### Exercise description
Your task is to print each record exactly as it reads.

### Data shown
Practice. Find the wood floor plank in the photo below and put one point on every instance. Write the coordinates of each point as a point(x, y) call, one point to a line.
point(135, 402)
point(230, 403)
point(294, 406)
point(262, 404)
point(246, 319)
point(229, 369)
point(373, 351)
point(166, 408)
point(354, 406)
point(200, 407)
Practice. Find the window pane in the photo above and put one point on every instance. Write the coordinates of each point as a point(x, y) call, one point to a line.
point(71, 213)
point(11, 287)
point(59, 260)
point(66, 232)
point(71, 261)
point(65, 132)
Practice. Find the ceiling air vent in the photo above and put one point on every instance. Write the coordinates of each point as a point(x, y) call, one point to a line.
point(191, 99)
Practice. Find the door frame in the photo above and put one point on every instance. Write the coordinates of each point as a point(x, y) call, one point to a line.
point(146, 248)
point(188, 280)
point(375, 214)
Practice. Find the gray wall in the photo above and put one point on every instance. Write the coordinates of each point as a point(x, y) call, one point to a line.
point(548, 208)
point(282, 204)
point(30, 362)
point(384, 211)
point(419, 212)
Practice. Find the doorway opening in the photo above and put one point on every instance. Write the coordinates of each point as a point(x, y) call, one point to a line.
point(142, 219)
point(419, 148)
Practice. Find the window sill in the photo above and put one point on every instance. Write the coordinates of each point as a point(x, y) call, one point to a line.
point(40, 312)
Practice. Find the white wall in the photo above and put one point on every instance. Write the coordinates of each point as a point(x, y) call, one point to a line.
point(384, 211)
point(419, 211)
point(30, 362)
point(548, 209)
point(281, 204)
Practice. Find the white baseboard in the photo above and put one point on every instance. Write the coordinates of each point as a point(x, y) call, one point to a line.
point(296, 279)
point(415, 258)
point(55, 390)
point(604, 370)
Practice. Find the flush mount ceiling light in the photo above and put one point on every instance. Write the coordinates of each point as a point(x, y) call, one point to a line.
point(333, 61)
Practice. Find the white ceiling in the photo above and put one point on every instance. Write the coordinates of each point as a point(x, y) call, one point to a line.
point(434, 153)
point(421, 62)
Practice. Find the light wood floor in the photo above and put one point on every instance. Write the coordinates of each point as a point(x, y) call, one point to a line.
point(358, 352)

### Answer area
Practice. Find the wood floor plank in the photo below and put one point on every instance. Write the coordinates of each point as a point(x, y) call, one point to a line.
point(135, 402)
point(230, 403)
point(294, 406)
point(262, 404)
point(246, 319)
point(229, 369)
point(373, 351)
point(166, 408)
point(354, 406)
point(200, 407)
Practice. Find the window pane in the photo above and put one point on every instance. Write the coordinates of each point as a point(x, y) call, one point to a line.
point(71, 213)
point(11, 287)
point(59, 260)
point(66, 232)
point(71, 261)
point(65, 132)
Practice. Find the ceiling air vent in the photo above and put one point on every instance. Write the coordinates of each point as a point(x, y) call, one point to a line.
point(191, 99)
Practice. Find the door frame in the photo above and put one point on every instance. Write the coordinates of each point as a point(x, y) call, one point to a line.
point(146, 248)
point(188, 280)
point(375, 214)
Practice. Find the gray wall in the photo above and put one point on every instance. Write the coordinates of each point as a point(x, y) call, one point to a line.
point(548, 208)
point(282, 204)
point(30, 362)
point(384, 211)
point(419, 212)
Practice. Find the doorway opening in the photo above and put one point on every instance. Write the coordinates of each point as a point(x, y) call, one point to a line.
point(142, 219)
point(419, 148)
Practice. Find the window sill in the photo above and put one point on every instance. Write the coordinates of each point as a point(x, y) call, one point to a line.
point(40, 312)
Practice. Find the white wall in the photo above and put one point on every instance. Write the coordinates of each point as a point(x, y) call, one point to a line.
point(384, 211)
point(419, 211)
point(30, 362)
point(548, 209)
point(281, 204)
Practice. Find the white baseboard in the photo above and put one point on every instance. Write the coordinates of each point as a point(x, y) call, one point to a line.
point(296, 279)
point(415, 258)
point(55, 390)
point(604, 370)
Practice. Find the flush mount ceiling light in the photo above and put one point on every instance. Write the coordinates of each point as a point(x, y) call, one point to a line.
point(333, 61)
Practice. Find the white ceiling in the photo above and put one point on every instance. Write the coordinates of each point as a point(x, y) call, one point to a line.
point(434, 153)
point(421, 62)
Practice. Find the light wood floor in the photo above and put one point on every instance. Write the coordinates of each point as a point(x, y) call, one point to a line.
point(358, 352)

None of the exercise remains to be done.